> **Page excerpt**:
Workshop Mishaps: Table Saw SafetyComments (3)
This article is from Issue 20 of Woodcraft Magazine.
As a practicing hand surgeon in a large metropolitan area, I often find myself in the emergency room trying to salvage the end result of man versus power tool. As an avid woodworker, I truly empathize with my fellow craftsman lying on a hospital gurney trying to cope with his feelings of fear, disbelief, and regret after a workshop mishap. After more than a decade of clinical work, I have seen injuries with almost every major tool. In each case, I ask for details on how the injury occurred to assess the mistakes made and the precautions that should have been taken. Because the table saw, the centerpiece of most shops, ranks as the biggest culprit, I’d like to delve into the four most common pitfalls on this tool and how to remedy them. But first…
When Experience Leads to Lax Safety Practices, Watch Out!
At age 70, “Robert” had spent the better part of the last 40 years making award-winning, decorative boxes. As I unwrapped the blood-tinged gauze to make my initial assessment, he warned me that the injury was fairly serious. Indeed, in a momentary lapse of caution, Robert had passed his hand across the blade to remove a scrap, partially amputating his index and middle fingers. Ultimately, the index finger was not salvageable and the middle finger was severely compromised by the injury to the nerves and joints. Although he has returned to woodworking, the recovery process was a real trial for Robert. I could see in his eyes that his spirit was nearly broken. The lesson: More experience does not translate into fewer injuries. I have found that beginners rarely get injured, in part due to healthy fear. The majority of the injured are experienced professionals and advanced hobbyists, both of whom develop a level of comfort with their tools and spend more time with them.
Four Common Pitfalls
Although no two injured hands are identical, there are some common ways people get into trouble.
1. Removal of the blade guard. As obvious as that point is, most do not appreciate how much protection the guard really affords. If I had to estimate, I would guess that at least 75% of the injuries that I have seen, if not more, would have been prevented by the use of a guard.
Remedy: I acknowledge that, for many, the guard hinders productivity and that certain techniques (e.g. non-through cuts, use of a crosscut sled) require its removal. Just keep in mind that when it is off, the danger factor elevates significantly and vigilance is mandatory. If your blade guard is flimsy or intrusive, consider purchasing a higher quality aftermarket guard. Some are suspended over the table (obviating removal for non-through cuts) and even incorporate dust extraction as an added feature.
2. Reaching across the path of the blade to pick up a cut-off. As ridiculous as it sounds, we have all had projects that required multiple, repetitive cuts where you get lulled into the rhythm of cutting and discarding the scrap. A spinning blade’s outer diameter is difficult to visually estimate, especially if your mind has already moved on to the next step. Don’t count on your reflexes to minimize the damage.

> **Activity list**:
(a) From the table saw safety article, reproduce verbatim the passage that begins with the words containing "Four Common Pitfalls" and ends with "of a guard.".
(b) For each statement below, state whether the table saw safety article supports it, answering yes or no and quoting the decisive words of the article.
(i) The author finds that beginners account for most table saw injuries.
(ii) The author estimates that a blade guard would have prevented at least 75% of the injuries seen.
(iii) Robert's index finger was saved after the accident.

> **Records supplied**:
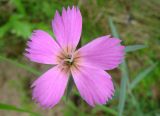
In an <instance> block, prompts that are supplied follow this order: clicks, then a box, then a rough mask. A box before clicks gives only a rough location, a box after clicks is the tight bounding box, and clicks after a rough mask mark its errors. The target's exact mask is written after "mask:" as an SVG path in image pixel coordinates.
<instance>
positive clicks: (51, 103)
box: [32, 66, 69, 108]
mask: <svg viewBox="0 0 160 116" xmlns="http://www.w3.org/2000/svg"><path fill="white" fill-rule="evenodd" d="M68 76H69V75H68V74H67V73H66V72H64V71H63V70H62V69H61V68H60V67H58V66H56V67H54V68H52V69H50V70H48V71H47V72H46V73H44V74H43V75H42V76H41V77H39V78H38V79H37V80H36V81H35V82H34V83H33V84H32V87H33V99H34V100H35V101H36V102H38V103H40V105H41V106H43V107H45V108H51V107H53V106H55V105H56V104H57V103H58V102H59V101H60V99H61V97H62V96H63V94H64V91H65V88H66V86H67V82H68Z"/></svg>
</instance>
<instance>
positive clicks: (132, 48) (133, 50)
mask: <svg viewBox="0 0 160 116" xmlns="http://www.w3.org/2000/svg"><path fill="white" fill-rule="evenodd" d="M146 47H147V46H145V45H130V46H126V48H125V52H133V51H136V50H140V49H143V48H146Z"/></svg>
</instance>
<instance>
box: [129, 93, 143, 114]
mask: <svg viewBox="0 0 160 116" xmlns="http://www.w3.org/2000/svg"><path fill="white" fill-rule="evenodd" d="M130 97H131V102H132V104H133V106H135V108H136V111H135V113H134V114H135V115H137V116H138V115H140V116H144V114H143V112H142V109H141V107H140V105H139V103H138V101H137V100H136V98H135V96H134V95H133V94H132V92H130Z"/></svg>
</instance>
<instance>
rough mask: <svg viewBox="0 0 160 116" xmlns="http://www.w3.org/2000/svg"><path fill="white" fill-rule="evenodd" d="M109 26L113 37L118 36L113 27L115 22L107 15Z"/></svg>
mask: <svg viewBox="0 0 160 116" xmlns="http://www.w3.org/2000/svg"><path fill="white" fill-rule="evenodd" d="M109 26H110V28H111V31H112V34H113V36H114V37H117V38H120V36H119V34H118V31H117V29H116V27H115V24H114V23H113V20H112V18H111V17H109Z"/></svg>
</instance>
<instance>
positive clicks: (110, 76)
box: [71, 66, 114, 106]
mask: <svg viewBox="0 0 160 116" xmlns="http://www.w3.org/2000/svg"><path fill="white" fill-rule="evenodd" d="M71 73H72V75H73V79H74V82H75V84H76V86H77V88H78V91H79V92H80V95H81V96H82V98H83V99H84V100H85V101H86V102H87V103H88V104H89V105H91V106H95V105H96V104H99V105H101V104H106V102H107V101H108V100H109V99H111V98H112V96H113V93H114V87H113V83H112V79H111V76H110V75H109V74H108V73H106V72H105V71H103V70H101V69H97V68H92V67H88V66H77V67H73V68H72V69H71Z"/></svg>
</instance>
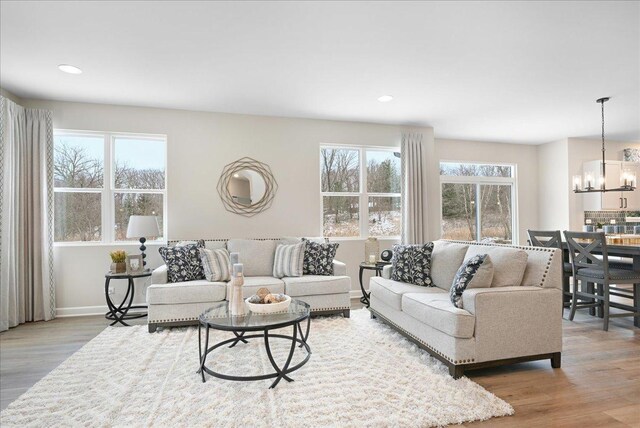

> **Answers to the exercise**:
(a)
Four Common Pitfalls
Although no two injured hands are identical, there are some common ways people get into trouble.
1. Removal of the blade guard. As obvious as that point is, most do not appreciate how much protection the guard really affords. If I had to estimate, I would guess that at least 75% of the injuries that I have seen, if not more, would have been prevented by the use of a guard.

(b)
(i) No: "I have found that beginners rarely get injured, in part due to healthy fear."
(ii) Yes: "at least 75% of the injuries that I have seen, if not more, would have been prevented by the use of a guard."
(iii) No: "Ultimately, the index finger was not salvageable"